• **Reading passage**:
>> START

Ben and I had a pastor in our lives that always said that there was "no sacred cow" when it came to how he approached ministry.  It meant that he was always evaluating how the church was running programs and various things...if it once was working and serving a purpose but over time became more tradition than ministry, then it was gone...no sacred cows.

It's stuck with me.  It makes sense to me.  

It's easy in life to make things sacred that were never meant to be sacred.  Changing something does not mean that it's a bad thing, or that it never served its purpose, it just means that currently, it's time for something different.

I like to use the no sacred cow idea in my life outside of ministry as well.  From anything as simple as hair products to the more complicated, like relationships.

My life, like yours, is chuck full of relationships.  And lately, I've noticed I'm having trouble just keeping up with people.  Old friends, new friends, bloggy friends, family, ministry, on and on.  The end result usually leaves me feeling guilty.

Guilty that I don't talk with so and so anymore, guilty that one friendship takes priority over another, guilty that I haven't made that call, written that note, sent that card, left that comment...followed up on their life.  My lack of doing any of those things in no way reflects on how If feel about that person, it reflects my life....my time...my priorities.

And that's where I find my sacred cow.  The sacred cow of friendships.

>> END

• **Work to do**:
[a] Reproduce the passage about sacred cows from "My life, like" up to and including "cow of friendships.".
[b] In the passage about sacred cows, what feeling does the writer say is usually left over from having trouble keeping up with people?
[c] Pick up the passage about sacred cows after its final sentence and continue writing it.

• **Stored rows**:
>> START

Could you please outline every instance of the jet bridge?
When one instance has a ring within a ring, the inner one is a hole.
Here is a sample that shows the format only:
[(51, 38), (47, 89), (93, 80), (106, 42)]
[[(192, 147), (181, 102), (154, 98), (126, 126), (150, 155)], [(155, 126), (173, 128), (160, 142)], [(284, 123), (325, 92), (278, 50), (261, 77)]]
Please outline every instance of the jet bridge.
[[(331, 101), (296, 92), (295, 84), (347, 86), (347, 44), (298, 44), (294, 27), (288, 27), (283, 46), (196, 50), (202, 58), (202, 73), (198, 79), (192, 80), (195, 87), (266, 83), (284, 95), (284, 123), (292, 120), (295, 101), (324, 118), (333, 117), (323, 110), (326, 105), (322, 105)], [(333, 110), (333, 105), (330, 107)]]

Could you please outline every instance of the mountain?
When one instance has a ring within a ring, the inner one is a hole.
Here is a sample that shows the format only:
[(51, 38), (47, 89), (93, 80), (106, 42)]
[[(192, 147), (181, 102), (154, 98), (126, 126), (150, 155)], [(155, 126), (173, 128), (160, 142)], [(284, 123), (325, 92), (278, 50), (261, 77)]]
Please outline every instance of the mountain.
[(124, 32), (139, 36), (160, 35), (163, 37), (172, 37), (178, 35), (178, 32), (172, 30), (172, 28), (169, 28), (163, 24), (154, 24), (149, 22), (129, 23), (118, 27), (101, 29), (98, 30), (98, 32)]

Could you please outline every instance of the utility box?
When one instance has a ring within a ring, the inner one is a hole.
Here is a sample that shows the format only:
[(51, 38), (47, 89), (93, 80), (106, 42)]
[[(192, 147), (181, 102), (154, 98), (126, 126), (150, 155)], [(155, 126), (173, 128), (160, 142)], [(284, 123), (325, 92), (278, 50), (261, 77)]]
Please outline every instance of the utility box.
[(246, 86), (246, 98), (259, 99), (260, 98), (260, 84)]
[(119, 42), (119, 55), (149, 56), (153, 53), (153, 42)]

>> END

• **Answers by task**:
[a]
My life, like yours, is chuck full of relationships.  And lately, I've noticed I'm having trouble just keeping up with people.  Old friends, new friends, bloggy friends, family, ministry, on and on.  The end result usually leaves me feeling guilty.

Guilty that I don't talk with so and so anymore, guilty that one friendship takes priority over another, guilty that I haven't made that call, written that note, sent that card, left that comment...followed up on their life.  My lack of doing any of those things in no way reflects on how If feel about that person, it reflects my life....my time...my priorities.

And that's where I find my sacred cow.  The sacred cow of friendships.

[b] The writer is usually left feeling guilty.

[c]
Don't ya just love those friends who you haven't talked to in forever, but the moment you have a chance to catch up, it feels like you pick right up where you left off?!?  Those are the friendships that last, that survive, because both people understand that life goes on...and sometimes, it goes on without each other, but it doesn't mean the friendship is gone, it just means it's changed...it's always there...it just looks and feels differently than before.  

I've been seeking out God's help on this stuff...big time.  I need Him to show me which friendships need more focus, and which ones are changing.  As I was mulling my thoughts over with Ben, he shared something that really hit me.  It was something to do with Chemistry and atoms...and I will of course butcher the explanation because of my complete idiocy in all things science...but it was something to do with atoms and molecules and how only so many molecules can be grouped together at a time.  If there's too many they break off and form another group.  (Ben and my chemistry teacher are hanging their heads in shame right now ;)

That analogy though is so true.  As women, we grow and change and "break off" so that we can be blessed by new friendships.  It doesn't mean the old one is broken or bad, it means that in order to bless and be blessed by new friends, we've got to be willing to let go of the all the time invested in the old ones and invest some in the new.

"Make new friends, but keep the old..."  You know the song.  Seriously, I should have just stuck to the bullet list form because I've even lost myself in this post!  Good luck to ya'll! ;)

It boils down to this:
  • I'm learning to appreciate all of the friendships God has blessed me with.
  • Some of those are going to require more time than others.
  • No need to feel guilty.
  • Those old friendships, that require the least maintenance are often the best.
  • Let go of the guilt.
  • I can't "be there" for every friend.  Even if I want to, I'm not meant too.  Not meant to.
  • Letting go of the guilt that was never supposed to be there in the first place...
  • See a theme?
So, to all my old friends:  I love you.  You know I do.  I think of you...I remember our history, it's part of me.  You're just as important to me as you always were.

To my new friends:  Our everyday lives cross paths continually.  We share children in the same grades, neighbors, everydayness.  I'm thankful to be sharing this part of the journey with you, and know that someday, many of you will be in the old friends category.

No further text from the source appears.